━━━ Brano ━━━

Contempliamo allora di qui un mistero di obbedienza quale mai accadde: il Figlio si è fatto obbediente fino alla morte, entrando come in un tunnel di cui non si vede la fine; entrando nell’angoscia come si affonda in una gelida palude, venne inghiottito dai lacci degli inferi, e non ebbe alcuna consolazione. Bevve questo calice fino alla feccia, fino in fondo; obbedire è bello quando il vino è ancora buono, il calice trabocca di gioia, ma quando giunge alla feccia, a quella polvere sporca e amara che rimane in fondo alla bottiglia, allora sì bisogna farsi forza per non sputarla. Gesù si affidò al Padre, senza alcuna luce.
Entrò nella disperazione più profonda dell’uomo, perché nessuno potesse dire di essere stato privato della sua compassione. Doveva soffrire più di tutti, se voleva salvare tutti. Vengono in mente le parole che Lui disse a santa Margherita Maria Alacoque, la grande apostola del Sacro Cuore: Qui ho sofferto più di tutto il resto della mia passione, vedendomi abbandonato dal cielo e dalla terra. Nessuno può comprendere l’intensità di quei dolori. È lo stesso dolore che prova l’anima in peccato, quando si presenta di fronte alla santità di Dio, e la divina maestà la schiaccia e la sprofonda nell’abisso della sua giustizia. Niente di diverso da quello che dice Paolo: “Egli, che non aveva conosciuto peccato, fu trattato da peccato in nostro favore”. E Isaia: “Egli si è addossato le nostre iniquità, ha portato i nostri dolori”.
Niente è così santificante quanto meditare questo mistero: lì troverai la misericordia e la giustizia, la fedeltà e l’obbedienza, la legge e i profeti insieme. Veglia e prega anche tu, perché l’agonia di Gesù durerà fino alla fine del mondo.

━━━ Righe ━━━

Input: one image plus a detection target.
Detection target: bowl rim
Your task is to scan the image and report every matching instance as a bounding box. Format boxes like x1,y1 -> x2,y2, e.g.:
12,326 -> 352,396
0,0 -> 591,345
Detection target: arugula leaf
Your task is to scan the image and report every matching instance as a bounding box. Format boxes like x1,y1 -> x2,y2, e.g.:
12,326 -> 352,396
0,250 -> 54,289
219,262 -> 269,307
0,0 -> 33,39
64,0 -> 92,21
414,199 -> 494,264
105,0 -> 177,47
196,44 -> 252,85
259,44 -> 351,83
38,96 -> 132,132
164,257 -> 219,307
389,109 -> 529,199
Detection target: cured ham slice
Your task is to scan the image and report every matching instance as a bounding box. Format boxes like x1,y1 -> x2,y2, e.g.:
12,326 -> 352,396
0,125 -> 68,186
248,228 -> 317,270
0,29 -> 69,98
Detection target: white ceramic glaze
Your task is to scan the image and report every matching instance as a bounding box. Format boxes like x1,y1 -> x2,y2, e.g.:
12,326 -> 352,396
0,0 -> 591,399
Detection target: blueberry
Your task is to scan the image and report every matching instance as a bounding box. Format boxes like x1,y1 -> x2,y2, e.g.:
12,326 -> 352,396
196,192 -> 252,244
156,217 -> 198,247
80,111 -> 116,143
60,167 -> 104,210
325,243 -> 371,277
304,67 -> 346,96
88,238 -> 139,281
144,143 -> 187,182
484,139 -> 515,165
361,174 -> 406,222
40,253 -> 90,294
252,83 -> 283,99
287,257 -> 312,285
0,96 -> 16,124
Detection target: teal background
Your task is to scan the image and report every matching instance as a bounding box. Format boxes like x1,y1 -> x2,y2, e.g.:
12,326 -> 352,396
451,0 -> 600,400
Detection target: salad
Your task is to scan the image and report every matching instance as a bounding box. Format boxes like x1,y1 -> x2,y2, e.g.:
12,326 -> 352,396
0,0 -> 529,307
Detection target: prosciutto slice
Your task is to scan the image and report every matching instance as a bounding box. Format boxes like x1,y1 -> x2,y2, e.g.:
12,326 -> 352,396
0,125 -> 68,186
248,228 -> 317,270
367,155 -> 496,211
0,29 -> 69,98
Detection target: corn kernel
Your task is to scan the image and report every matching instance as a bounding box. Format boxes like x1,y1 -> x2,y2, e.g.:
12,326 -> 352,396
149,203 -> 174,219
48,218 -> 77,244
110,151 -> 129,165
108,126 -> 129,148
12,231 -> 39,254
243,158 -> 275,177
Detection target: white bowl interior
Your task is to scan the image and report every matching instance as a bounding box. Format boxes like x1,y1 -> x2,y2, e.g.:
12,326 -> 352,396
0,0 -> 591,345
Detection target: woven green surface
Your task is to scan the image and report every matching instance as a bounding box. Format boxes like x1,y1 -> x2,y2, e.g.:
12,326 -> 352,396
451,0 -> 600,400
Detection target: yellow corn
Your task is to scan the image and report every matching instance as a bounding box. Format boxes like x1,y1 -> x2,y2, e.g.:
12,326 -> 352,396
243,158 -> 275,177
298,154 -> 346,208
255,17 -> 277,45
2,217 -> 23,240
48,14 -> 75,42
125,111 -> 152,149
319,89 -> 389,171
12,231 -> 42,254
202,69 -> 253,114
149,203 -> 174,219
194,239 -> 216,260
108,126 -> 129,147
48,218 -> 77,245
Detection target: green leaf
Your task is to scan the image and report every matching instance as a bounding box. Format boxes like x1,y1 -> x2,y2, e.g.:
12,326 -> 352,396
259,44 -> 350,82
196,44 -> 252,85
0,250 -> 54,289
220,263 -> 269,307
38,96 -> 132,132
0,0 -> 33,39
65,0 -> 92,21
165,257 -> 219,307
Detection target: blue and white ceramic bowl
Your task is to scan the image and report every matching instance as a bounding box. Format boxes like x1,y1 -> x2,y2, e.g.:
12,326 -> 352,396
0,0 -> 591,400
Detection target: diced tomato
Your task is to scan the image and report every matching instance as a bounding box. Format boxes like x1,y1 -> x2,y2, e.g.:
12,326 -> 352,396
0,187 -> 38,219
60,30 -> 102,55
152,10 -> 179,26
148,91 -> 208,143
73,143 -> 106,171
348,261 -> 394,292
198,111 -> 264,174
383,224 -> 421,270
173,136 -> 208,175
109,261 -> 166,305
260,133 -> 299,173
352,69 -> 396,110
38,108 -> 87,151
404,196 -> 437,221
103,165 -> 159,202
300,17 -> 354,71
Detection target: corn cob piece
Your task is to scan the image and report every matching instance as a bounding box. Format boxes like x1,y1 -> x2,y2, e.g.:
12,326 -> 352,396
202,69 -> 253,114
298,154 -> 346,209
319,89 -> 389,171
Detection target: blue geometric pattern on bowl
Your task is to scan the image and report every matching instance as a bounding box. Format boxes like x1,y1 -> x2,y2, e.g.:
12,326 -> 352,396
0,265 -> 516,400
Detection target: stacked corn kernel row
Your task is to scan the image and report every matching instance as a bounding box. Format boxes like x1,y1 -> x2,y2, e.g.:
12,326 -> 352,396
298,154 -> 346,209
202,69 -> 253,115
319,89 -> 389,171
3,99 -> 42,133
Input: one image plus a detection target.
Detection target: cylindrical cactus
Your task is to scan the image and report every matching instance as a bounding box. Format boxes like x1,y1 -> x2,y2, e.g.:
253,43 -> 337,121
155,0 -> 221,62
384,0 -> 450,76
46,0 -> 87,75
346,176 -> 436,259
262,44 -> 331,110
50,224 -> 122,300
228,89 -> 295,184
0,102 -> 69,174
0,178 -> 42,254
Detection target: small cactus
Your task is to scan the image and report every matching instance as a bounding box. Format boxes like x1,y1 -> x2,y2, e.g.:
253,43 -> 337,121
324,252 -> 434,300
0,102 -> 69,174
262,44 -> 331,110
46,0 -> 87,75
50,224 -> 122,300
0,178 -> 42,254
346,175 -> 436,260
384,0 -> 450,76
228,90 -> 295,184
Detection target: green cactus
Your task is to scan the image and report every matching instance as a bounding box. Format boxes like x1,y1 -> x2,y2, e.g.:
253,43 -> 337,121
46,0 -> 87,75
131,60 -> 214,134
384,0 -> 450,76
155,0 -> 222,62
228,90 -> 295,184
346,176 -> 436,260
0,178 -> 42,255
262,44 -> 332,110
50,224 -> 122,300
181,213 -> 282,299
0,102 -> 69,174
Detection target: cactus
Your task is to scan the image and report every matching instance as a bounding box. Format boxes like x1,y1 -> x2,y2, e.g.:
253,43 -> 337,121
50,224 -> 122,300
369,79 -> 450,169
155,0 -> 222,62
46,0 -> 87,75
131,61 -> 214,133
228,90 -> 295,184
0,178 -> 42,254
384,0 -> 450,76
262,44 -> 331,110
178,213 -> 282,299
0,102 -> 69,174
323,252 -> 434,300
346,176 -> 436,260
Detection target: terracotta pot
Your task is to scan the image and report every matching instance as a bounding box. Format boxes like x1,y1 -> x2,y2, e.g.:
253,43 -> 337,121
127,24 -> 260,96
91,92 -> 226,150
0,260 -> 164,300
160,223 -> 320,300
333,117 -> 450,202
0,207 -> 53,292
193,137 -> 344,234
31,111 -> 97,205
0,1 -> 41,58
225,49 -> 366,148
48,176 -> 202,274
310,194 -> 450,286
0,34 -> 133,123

━━━

*Esercizio proposto 1*. Elenca tutto ciò che, secondo il brano sull'agonia di Gesù, si trova meditando questo mistero.
*Esercizio proposto 2*. Ricopia la parte del brano sull'agonia di Gesù che comincia con le parole "Contempliamo allora di" e fermati dopo le parole "senza alcuna luce.".

*Soluzione 1*. La misericordia, la giustizia, la fedeltà, l'obbedienza, la legge e i profeti.

*Soluzione 2*.
Contempliamo allora di qui un mistero di obbedienza quale mai accadde: il Figlio si è fatto obbediente fino alla morte, entrando come in un tunnel di cui non si vede la fine; entrando nell’angoscia come si affonda in una gelida palude, venne inghiottito dai lacci degli inferi, e non ebbe alcuna consolazione. Bevve questo calice fino alla feccia, fino in fondo; obbedire è bello quando il vino è ancora buono, il calice trabocca di gioia, ma quando giunge alla feccia, a quella polvere sporca e amara che rimane in fondo alla bottiglia, allora sì bisogna farsi forza per non sputarla. Gesù si affidò al Padre, senza alcuna luce.